## Exercise aim
Use the entries below and reproduce exactly the lines from the one containing "task | one point per instance, each pair like [669, 180]" down to the one containing "task | one point per instance, each pair like [223, 257]", both of them included.
===
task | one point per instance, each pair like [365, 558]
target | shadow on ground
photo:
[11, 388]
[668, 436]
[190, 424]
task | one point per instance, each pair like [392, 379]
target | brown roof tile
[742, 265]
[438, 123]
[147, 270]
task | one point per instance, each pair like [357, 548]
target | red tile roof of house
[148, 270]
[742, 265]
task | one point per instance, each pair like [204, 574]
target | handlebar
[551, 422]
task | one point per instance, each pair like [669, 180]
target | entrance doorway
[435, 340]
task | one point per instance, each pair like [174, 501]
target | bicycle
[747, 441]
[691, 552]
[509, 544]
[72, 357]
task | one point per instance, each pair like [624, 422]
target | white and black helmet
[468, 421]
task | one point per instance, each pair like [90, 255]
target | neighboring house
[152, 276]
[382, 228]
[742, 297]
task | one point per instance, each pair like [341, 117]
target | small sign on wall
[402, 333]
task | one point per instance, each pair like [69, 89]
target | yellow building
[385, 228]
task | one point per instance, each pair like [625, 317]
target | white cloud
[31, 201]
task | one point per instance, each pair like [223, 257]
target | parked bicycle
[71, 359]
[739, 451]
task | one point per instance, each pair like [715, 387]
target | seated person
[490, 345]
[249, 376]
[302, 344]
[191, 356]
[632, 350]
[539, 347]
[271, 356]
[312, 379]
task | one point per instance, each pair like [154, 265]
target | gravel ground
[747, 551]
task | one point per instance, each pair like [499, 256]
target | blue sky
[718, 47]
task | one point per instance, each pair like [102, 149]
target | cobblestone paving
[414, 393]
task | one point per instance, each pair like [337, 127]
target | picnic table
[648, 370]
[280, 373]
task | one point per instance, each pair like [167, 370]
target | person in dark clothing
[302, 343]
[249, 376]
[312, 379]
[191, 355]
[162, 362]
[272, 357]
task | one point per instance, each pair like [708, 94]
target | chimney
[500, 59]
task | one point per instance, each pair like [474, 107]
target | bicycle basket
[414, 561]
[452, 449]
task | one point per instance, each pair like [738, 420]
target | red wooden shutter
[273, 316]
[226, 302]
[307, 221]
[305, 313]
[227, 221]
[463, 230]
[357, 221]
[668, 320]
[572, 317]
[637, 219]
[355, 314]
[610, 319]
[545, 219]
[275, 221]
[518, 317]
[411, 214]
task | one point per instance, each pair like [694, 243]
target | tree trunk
===
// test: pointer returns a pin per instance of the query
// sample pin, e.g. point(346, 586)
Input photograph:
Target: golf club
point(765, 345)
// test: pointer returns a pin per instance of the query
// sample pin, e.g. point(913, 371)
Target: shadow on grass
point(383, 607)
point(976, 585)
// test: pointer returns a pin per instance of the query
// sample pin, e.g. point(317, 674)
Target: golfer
===
## Solution to the exercise
task | one point per instance, each pair like [669, 180]
target | entrance doorway
[435, 340]
task | one point per instance, each pair like [174, 501]
target | bicycle
[747, 441]
[691, 552]
[509, 544]
[72, 357]
task | one point per instance, each pair like [624, 422]
target | white and black helmet
[468, 421]
task | one point per instance, each pair like [90, 255]
target | neighboring house
[152, 276]
[382, 228]
[742, 297]
task | one point per instance, each pair like [341, 117]
target | small sign on wall
[402, 333]
task | one point per instance, each pair like [69, 89]
target | yellow building
[385, 228]
task | one point per instance, each pair like [625, 317]
target | white cloud
[31, 201]
task | one point per instance, each pair like [223, 257]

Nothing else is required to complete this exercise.